What you will do
Find "TARGET: green flag banner" in the data below; transcribe the line it appears on and each line after it, exactly, to the end, and nothing else.

[Start Records for this task]

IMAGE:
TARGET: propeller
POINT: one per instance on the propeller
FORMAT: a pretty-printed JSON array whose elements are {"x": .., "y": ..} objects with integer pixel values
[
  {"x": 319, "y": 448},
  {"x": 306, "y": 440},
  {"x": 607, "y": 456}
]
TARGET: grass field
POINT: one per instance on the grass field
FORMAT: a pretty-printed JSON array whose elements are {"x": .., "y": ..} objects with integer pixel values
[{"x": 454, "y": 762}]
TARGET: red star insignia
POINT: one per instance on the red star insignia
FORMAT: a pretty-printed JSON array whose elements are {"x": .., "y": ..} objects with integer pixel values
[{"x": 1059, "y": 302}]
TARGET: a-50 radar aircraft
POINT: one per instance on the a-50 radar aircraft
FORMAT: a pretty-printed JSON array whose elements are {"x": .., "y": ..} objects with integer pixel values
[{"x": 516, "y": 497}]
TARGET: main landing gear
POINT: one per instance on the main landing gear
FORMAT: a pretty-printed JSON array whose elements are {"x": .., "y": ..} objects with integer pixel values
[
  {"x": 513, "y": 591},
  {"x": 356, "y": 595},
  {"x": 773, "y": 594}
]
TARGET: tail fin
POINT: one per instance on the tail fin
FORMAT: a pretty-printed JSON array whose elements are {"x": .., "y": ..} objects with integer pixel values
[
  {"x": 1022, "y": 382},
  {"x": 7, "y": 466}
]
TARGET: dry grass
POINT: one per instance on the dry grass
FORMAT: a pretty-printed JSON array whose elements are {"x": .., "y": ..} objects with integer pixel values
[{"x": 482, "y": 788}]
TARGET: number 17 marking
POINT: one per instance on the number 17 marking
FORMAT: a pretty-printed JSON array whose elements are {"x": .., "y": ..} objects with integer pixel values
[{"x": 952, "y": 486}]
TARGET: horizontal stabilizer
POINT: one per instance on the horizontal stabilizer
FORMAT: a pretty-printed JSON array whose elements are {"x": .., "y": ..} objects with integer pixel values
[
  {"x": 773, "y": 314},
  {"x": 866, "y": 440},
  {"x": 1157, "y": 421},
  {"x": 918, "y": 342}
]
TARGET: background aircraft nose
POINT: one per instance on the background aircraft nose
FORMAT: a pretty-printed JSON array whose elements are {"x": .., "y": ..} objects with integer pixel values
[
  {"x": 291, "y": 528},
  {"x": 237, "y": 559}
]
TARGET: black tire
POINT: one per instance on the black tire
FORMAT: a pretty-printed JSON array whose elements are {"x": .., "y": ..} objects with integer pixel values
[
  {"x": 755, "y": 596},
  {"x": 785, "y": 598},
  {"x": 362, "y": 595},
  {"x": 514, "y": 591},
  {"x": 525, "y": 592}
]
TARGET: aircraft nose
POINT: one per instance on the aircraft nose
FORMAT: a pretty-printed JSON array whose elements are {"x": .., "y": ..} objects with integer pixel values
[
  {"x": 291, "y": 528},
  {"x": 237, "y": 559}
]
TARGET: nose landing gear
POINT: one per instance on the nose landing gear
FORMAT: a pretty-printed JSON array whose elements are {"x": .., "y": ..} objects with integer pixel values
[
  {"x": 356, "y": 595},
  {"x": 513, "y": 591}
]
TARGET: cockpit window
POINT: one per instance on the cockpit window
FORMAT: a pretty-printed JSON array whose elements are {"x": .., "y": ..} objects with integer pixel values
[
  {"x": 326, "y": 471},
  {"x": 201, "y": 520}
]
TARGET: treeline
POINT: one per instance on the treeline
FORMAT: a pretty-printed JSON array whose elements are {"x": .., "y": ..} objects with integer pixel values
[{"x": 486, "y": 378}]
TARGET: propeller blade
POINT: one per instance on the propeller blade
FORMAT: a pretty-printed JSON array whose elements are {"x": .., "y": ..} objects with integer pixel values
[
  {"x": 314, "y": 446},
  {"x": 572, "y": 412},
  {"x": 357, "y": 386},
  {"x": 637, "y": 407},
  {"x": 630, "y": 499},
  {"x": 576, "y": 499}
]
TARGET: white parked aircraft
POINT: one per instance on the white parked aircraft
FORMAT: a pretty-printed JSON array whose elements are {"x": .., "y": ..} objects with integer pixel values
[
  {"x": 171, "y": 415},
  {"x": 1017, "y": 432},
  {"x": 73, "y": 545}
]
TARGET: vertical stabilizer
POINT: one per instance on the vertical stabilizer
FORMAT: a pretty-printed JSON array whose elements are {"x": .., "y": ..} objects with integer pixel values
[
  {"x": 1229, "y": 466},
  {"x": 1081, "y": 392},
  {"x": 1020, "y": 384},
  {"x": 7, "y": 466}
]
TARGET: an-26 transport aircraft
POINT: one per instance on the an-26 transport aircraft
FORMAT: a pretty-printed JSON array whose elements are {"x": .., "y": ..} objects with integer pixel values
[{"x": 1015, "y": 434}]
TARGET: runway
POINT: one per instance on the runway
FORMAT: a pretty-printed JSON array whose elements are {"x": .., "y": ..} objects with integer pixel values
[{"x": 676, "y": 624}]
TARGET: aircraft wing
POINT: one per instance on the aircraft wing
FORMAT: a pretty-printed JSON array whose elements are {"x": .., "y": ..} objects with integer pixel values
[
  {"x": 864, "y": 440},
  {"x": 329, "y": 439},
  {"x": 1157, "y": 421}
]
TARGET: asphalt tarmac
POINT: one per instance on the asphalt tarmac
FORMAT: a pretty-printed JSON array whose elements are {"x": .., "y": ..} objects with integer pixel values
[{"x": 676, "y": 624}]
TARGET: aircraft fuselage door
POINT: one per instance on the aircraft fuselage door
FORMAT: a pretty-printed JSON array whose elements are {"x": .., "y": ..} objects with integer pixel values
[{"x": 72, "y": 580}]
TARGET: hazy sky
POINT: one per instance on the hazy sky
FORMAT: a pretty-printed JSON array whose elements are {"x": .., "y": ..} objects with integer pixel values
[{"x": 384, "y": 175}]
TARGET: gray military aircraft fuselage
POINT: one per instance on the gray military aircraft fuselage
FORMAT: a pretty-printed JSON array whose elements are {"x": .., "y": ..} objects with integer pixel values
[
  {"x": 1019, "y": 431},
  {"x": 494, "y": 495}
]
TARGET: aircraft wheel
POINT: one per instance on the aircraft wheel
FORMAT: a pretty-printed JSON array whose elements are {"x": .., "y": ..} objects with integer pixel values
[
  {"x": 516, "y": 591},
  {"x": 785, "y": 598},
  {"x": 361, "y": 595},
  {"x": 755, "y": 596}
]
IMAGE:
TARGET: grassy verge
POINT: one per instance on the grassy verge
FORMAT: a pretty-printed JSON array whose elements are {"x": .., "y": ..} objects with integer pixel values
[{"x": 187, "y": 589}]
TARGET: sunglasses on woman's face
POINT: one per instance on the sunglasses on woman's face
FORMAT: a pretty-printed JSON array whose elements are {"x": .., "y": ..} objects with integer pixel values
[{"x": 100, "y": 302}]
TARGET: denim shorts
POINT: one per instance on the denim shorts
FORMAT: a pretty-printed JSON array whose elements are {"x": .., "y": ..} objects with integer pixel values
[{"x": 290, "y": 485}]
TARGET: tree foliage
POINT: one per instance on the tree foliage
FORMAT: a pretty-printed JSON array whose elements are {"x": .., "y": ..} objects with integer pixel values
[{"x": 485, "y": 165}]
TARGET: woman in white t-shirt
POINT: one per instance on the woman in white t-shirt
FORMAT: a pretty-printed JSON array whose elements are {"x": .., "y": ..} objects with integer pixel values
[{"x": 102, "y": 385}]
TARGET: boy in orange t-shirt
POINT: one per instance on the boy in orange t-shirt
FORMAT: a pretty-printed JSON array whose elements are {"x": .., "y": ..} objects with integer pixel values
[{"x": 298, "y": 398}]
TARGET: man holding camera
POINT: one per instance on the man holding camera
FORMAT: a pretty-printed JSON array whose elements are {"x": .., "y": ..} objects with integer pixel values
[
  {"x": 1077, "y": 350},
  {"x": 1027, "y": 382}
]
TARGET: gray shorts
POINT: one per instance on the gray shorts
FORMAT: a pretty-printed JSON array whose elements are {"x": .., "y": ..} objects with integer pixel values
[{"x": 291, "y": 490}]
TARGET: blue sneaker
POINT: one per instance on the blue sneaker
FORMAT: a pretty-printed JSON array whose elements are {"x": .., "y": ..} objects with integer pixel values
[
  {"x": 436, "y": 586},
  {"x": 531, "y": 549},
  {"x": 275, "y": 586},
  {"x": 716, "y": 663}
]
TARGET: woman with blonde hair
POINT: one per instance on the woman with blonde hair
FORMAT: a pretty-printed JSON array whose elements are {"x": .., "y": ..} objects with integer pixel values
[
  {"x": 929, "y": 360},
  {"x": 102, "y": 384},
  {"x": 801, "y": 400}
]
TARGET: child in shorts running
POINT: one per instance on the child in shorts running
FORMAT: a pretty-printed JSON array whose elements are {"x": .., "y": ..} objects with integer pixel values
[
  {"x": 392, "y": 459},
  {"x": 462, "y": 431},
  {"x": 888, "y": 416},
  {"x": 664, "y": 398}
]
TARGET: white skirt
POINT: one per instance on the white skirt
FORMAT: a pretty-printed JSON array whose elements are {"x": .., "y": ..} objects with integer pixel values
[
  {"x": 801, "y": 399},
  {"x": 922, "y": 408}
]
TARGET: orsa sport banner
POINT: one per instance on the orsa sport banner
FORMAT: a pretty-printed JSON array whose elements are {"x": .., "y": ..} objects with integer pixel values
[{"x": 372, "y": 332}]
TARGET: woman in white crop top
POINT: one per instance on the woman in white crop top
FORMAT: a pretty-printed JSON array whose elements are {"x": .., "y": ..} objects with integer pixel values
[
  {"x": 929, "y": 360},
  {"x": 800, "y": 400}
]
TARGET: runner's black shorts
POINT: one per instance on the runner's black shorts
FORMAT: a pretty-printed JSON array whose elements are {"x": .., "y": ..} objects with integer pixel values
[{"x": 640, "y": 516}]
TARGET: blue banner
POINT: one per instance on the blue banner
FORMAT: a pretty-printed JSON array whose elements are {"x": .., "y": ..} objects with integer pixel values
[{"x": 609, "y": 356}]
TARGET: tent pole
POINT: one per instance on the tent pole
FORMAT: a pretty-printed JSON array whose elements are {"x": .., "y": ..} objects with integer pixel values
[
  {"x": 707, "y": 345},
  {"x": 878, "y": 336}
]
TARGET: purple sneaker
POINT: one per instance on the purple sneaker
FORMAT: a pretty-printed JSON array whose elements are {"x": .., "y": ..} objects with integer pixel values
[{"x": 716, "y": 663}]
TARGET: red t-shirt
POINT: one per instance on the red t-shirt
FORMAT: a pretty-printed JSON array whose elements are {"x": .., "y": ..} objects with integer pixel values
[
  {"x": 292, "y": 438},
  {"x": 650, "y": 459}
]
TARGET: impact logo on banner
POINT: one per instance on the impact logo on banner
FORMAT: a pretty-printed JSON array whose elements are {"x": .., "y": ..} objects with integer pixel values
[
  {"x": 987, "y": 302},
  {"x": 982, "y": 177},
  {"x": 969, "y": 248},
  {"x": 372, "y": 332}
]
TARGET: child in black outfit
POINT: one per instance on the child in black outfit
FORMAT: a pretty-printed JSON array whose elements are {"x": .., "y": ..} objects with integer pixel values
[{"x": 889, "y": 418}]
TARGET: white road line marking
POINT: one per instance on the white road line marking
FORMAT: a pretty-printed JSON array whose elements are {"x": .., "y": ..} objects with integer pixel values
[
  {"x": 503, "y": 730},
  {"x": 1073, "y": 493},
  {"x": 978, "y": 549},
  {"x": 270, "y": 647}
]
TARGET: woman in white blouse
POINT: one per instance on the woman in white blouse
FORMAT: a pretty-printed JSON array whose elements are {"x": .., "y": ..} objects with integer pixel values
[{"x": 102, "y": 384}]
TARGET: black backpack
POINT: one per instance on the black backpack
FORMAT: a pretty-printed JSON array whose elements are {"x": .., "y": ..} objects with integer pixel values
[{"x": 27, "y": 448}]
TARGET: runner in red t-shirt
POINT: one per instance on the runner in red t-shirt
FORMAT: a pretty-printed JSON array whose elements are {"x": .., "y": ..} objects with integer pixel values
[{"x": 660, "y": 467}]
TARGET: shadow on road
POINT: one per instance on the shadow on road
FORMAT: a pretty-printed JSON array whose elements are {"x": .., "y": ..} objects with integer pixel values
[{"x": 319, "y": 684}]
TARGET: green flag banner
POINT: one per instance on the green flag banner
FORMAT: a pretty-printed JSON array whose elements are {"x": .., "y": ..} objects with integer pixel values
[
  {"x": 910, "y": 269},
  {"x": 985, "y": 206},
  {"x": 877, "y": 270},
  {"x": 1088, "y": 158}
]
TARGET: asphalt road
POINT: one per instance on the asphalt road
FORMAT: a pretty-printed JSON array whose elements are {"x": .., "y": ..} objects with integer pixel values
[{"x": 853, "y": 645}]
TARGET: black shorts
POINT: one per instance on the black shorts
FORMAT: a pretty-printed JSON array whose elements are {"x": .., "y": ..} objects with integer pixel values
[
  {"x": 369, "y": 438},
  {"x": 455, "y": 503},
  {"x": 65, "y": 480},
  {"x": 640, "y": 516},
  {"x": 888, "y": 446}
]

[End Records for this task]

Result of the task
TARGET: green flag banner
POINT: one per instance on the green flag banner
FORMAT: a pretty-printed JSON array whose elements are {"x": .., "y": ..} objects with integer pixel values
[
  {"x": 910, "y": 269},
  {"x": 985, "y": 206},
  {"x": 877, "y": 270},
  {"x": 1088, "y": 158}
]
TARGET: asphalt road
POINT: one per instance on the asphalt road
FORMAT: a pretty-printed JSON array whose elements are {"x": .., "y": ..} objects with integer pixel values
[{"x": 853, "y": 645}]
TARGET: black shorts
POINT: one per instance on the black shorts
FORMAT: a pretty-printed JSON array whose elements are {"x": .., "y": ..} objects with integer pixel values
[
  {"x": 369, "y": 438},
  {"x": 455, "y": 503},
  {"x": 65, "y": 480},
  {"x": 640, "y": 516},
  {"x": 888, "y": 446}
]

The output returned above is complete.